- MATERIAL SHOWN -
════════════════════

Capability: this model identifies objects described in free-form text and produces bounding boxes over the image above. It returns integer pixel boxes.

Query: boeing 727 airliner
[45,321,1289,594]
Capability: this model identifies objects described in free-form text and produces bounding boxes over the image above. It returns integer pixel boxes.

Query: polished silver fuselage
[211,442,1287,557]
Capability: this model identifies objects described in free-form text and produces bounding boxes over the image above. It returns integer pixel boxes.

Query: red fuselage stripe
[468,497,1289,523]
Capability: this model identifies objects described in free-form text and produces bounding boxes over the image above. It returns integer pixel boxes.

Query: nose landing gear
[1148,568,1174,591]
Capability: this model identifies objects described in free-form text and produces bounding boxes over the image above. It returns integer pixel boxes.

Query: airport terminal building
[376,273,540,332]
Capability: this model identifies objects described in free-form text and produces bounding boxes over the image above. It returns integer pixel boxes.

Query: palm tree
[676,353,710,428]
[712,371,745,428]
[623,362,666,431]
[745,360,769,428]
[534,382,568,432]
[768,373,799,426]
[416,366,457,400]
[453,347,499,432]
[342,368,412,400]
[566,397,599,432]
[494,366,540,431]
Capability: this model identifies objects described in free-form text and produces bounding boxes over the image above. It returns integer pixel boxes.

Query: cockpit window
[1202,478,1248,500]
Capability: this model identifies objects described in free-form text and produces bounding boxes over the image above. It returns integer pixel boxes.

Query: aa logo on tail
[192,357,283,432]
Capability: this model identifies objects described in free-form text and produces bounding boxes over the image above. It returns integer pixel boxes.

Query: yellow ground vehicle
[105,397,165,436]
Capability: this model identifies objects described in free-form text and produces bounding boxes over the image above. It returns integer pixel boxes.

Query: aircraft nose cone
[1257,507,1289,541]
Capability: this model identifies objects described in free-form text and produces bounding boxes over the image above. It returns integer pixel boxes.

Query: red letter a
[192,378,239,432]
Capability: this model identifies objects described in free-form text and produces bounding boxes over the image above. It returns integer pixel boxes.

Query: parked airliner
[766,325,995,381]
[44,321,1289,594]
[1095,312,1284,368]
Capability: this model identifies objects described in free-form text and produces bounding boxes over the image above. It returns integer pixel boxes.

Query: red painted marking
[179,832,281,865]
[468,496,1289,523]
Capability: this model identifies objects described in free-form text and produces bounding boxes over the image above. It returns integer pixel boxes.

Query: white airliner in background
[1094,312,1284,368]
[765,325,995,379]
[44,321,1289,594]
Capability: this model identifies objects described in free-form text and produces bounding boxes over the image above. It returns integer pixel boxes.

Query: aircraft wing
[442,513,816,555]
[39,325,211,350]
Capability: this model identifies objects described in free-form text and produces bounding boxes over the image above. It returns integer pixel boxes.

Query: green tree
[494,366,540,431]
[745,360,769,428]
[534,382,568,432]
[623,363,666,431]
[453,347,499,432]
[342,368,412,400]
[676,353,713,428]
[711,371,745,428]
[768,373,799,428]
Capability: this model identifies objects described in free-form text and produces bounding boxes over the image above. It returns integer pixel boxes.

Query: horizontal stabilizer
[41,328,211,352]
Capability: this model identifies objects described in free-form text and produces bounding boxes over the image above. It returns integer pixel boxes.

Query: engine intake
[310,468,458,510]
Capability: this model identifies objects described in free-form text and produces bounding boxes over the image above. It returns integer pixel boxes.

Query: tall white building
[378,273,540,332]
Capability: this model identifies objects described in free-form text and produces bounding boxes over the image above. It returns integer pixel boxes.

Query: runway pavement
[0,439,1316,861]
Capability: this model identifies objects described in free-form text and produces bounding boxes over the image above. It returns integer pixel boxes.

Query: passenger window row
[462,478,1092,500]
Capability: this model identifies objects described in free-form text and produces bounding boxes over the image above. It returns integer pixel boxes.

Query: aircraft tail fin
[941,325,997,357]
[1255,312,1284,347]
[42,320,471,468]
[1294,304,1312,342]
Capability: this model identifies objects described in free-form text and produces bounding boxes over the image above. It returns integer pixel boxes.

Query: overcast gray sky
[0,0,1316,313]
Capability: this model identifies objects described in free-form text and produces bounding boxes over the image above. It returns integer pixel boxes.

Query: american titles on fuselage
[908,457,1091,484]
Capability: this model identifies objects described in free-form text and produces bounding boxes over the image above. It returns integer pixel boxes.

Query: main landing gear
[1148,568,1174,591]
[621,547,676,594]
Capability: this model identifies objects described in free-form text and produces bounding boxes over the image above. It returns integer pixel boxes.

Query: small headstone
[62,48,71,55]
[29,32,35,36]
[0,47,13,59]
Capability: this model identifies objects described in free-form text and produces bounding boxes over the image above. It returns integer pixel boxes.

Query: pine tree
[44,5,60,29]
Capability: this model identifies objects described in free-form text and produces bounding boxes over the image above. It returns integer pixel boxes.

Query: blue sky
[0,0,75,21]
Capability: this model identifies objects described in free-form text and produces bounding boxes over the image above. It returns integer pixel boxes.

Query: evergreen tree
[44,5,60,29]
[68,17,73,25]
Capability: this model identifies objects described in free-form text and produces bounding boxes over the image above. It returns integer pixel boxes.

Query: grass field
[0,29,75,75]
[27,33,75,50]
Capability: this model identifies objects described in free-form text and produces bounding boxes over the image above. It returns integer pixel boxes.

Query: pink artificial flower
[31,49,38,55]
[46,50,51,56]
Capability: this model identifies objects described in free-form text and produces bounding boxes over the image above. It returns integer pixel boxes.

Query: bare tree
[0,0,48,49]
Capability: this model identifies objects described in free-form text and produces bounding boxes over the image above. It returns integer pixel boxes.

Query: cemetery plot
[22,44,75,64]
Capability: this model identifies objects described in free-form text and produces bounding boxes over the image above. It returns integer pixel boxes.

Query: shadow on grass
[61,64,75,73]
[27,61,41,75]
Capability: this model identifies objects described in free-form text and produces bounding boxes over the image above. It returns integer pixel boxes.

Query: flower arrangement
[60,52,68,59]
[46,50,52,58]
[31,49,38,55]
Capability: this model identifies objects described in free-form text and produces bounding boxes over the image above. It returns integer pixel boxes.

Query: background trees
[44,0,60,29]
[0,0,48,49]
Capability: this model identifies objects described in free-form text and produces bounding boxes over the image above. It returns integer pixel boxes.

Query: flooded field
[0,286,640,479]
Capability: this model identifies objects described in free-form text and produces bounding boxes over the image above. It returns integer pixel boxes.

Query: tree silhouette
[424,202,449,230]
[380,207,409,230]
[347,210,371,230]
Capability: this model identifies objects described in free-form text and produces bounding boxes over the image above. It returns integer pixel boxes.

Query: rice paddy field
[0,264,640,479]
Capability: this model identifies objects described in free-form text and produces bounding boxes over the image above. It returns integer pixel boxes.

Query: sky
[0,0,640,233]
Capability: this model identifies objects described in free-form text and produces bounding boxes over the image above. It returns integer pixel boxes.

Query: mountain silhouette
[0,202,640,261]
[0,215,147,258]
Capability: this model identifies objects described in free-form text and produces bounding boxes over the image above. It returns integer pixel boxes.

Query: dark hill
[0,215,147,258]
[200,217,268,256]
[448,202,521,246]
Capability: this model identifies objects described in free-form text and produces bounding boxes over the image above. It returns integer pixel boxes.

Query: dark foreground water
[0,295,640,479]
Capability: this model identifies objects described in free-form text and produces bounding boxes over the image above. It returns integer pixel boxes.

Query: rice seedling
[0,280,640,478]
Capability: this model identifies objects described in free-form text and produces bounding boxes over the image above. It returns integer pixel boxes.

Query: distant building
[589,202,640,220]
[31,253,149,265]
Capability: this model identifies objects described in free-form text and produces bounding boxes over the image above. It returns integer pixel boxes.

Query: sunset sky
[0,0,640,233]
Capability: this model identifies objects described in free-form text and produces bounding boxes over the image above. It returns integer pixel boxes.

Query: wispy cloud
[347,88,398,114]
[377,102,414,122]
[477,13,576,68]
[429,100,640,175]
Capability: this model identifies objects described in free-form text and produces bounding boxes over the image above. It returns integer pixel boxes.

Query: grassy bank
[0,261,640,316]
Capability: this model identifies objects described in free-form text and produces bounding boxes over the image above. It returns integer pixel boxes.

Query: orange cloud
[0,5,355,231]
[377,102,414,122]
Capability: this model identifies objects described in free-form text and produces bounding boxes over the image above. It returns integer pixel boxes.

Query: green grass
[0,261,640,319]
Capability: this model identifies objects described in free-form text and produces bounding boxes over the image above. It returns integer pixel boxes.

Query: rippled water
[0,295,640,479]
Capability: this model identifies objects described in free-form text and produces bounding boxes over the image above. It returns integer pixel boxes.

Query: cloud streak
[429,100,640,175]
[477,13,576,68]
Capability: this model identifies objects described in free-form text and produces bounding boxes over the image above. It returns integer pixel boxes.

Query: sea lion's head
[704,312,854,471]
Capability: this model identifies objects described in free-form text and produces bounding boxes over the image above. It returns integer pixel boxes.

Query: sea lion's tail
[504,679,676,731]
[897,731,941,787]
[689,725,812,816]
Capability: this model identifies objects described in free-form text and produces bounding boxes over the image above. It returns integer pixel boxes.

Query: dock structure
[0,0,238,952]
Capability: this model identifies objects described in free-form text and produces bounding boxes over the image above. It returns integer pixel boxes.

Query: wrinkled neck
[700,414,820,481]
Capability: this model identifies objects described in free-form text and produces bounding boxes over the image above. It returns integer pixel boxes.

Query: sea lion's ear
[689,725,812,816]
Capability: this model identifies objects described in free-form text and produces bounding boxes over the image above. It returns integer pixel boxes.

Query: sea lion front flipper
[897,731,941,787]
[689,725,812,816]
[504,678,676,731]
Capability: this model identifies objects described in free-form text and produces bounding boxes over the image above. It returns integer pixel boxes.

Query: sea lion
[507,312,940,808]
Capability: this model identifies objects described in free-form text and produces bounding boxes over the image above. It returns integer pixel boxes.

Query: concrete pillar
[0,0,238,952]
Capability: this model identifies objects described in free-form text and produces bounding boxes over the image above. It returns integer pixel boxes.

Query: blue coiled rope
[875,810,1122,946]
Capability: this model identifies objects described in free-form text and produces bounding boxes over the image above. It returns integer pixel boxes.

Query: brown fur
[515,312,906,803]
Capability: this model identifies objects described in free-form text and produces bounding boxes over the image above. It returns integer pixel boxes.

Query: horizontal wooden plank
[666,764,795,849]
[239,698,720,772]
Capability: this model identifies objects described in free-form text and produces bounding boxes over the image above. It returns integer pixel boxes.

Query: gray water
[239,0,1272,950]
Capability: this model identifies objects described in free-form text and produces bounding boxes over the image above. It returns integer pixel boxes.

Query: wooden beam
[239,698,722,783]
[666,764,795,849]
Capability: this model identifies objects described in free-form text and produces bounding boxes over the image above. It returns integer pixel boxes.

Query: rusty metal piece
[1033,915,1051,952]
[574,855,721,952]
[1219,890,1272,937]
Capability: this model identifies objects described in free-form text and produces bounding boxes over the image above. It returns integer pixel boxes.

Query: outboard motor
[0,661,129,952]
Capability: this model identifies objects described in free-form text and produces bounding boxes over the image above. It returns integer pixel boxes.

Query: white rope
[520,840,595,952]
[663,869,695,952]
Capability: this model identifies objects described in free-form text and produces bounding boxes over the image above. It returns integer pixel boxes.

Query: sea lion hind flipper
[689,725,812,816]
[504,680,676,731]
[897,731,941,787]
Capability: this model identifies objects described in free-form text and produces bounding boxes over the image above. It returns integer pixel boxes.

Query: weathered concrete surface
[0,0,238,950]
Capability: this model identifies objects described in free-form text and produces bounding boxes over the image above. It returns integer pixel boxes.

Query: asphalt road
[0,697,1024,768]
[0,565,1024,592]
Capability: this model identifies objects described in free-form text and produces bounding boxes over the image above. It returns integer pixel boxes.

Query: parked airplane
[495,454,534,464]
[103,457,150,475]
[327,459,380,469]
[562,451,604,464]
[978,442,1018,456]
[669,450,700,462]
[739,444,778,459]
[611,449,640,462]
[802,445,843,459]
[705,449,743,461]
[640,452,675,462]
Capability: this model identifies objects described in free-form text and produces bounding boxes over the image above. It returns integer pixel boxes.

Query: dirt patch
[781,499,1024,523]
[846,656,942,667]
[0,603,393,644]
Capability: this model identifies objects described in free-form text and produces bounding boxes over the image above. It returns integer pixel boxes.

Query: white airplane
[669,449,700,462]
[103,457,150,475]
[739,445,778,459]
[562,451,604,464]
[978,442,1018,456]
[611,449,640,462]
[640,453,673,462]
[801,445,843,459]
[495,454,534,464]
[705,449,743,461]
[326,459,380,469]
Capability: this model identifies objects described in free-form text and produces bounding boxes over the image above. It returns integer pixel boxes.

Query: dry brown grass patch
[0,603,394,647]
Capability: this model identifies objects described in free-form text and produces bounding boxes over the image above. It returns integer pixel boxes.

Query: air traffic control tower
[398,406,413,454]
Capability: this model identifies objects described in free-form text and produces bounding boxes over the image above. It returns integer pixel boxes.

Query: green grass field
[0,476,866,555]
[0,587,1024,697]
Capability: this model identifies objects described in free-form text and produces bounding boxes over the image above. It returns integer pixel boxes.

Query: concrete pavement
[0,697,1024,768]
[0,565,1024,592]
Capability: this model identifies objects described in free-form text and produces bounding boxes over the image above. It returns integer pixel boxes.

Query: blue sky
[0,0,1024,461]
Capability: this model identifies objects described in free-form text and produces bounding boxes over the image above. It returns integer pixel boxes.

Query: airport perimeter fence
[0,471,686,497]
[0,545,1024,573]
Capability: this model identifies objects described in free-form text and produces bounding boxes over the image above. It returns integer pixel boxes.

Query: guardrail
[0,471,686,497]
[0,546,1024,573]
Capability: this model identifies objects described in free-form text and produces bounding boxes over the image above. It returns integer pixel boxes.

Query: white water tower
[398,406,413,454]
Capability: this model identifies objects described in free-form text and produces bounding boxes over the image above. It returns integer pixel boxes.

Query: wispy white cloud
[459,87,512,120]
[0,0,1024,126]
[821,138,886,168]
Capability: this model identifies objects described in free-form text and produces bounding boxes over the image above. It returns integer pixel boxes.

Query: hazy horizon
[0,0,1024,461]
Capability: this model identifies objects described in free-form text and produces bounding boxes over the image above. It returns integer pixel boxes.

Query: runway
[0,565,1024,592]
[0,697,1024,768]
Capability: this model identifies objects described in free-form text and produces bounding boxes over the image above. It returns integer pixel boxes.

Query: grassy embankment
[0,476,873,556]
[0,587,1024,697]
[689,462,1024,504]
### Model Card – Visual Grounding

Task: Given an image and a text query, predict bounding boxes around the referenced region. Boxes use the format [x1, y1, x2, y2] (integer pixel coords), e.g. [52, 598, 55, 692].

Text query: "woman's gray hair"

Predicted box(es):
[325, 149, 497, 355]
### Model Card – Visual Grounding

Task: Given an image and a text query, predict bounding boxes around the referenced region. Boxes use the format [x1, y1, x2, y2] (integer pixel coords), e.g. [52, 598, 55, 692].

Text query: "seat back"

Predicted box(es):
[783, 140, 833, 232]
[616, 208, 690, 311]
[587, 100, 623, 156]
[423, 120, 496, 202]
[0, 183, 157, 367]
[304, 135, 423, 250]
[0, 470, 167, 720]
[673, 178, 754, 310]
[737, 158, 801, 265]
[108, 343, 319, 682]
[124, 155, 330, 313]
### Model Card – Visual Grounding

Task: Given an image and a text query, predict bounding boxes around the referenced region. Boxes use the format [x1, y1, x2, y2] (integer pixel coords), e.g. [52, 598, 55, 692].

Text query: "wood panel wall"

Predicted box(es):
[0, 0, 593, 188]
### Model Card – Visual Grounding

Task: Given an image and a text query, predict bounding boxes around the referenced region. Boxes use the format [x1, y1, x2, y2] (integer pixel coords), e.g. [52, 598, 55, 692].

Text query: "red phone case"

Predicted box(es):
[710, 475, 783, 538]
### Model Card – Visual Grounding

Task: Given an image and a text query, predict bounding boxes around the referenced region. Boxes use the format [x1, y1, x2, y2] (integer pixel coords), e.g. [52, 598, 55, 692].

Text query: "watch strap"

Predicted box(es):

════════════════════

- PROMPT -
Go through the records above and copy out every line that contains the string "tail".

- ANSWER FOR THIS EXERCISE -
Query: aa logo on tail
Query: aircraft tail fin
Query: sea lion's tail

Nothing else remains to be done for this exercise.